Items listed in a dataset
>>>>>
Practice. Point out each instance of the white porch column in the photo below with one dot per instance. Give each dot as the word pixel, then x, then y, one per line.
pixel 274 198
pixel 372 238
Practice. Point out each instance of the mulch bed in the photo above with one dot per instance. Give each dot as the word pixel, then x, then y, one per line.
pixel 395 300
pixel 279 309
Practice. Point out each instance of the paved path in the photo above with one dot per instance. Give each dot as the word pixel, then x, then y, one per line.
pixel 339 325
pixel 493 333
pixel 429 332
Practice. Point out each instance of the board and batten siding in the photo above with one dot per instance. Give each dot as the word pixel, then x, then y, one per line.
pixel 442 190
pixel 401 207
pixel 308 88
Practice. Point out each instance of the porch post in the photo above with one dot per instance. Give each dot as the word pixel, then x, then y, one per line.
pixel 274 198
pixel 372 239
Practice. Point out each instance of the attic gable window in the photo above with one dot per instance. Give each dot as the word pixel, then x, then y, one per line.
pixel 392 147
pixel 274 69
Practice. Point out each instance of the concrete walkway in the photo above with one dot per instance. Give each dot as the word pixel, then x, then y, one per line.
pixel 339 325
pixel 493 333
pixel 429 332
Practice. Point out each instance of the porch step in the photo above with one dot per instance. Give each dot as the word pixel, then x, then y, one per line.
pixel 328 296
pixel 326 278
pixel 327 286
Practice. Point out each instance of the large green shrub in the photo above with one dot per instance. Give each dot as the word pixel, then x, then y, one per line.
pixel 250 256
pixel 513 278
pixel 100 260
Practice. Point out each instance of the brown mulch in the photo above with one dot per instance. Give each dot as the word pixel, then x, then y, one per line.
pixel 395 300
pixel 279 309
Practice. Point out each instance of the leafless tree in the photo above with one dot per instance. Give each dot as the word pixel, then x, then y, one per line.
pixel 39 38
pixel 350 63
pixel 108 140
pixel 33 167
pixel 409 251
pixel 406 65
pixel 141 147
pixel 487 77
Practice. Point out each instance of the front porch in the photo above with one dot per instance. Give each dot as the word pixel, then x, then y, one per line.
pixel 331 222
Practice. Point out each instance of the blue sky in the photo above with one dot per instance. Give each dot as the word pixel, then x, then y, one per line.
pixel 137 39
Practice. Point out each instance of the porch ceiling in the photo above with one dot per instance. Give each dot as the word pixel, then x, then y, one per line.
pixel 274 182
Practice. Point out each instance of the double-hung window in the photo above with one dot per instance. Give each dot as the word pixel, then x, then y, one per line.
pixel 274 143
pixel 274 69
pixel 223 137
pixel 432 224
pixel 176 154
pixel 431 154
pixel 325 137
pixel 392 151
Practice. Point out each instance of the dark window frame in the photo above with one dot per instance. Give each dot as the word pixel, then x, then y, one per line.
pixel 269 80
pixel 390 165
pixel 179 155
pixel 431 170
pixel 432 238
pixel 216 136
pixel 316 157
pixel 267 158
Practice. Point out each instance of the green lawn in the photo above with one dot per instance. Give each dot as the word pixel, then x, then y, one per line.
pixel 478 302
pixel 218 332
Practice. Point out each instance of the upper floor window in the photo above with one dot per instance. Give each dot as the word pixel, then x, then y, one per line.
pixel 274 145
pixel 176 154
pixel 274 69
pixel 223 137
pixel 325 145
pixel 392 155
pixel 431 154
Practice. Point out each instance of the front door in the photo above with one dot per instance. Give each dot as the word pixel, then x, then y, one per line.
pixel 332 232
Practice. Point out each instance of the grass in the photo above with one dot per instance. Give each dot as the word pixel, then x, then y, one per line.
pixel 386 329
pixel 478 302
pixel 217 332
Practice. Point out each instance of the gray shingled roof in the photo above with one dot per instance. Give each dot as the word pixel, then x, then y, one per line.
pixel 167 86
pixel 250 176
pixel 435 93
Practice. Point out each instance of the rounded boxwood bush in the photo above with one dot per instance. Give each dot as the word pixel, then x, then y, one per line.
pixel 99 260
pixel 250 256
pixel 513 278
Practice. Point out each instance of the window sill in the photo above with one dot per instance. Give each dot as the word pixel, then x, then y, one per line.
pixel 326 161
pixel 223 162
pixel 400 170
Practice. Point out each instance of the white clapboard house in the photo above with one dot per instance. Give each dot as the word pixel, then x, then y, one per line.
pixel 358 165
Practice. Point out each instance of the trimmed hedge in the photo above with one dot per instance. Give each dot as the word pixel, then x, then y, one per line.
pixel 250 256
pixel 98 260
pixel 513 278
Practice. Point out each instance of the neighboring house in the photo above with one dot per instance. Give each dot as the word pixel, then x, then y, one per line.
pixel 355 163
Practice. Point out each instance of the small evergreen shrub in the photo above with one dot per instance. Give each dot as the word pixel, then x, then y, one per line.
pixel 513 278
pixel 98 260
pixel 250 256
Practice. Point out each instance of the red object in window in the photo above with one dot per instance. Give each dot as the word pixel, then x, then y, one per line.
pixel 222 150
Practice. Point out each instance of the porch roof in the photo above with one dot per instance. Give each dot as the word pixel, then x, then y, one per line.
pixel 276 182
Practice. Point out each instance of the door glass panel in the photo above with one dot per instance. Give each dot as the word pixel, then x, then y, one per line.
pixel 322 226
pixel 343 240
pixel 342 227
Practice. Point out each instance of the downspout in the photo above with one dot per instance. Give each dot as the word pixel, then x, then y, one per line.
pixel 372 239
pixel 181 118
<<<<<
Reproduce the lines of the entries above, starting at the line that contains "Practice. Point out each instance of the grass" and ending at the line that contains "pixel 217 332", both included.

Practice. Point out each instance of the grass in the photo above with one dot per instance. Give each dot as the word pixel, then x, then y, one per line.
pixel 386 329
pixel 478 302
pixel 217 332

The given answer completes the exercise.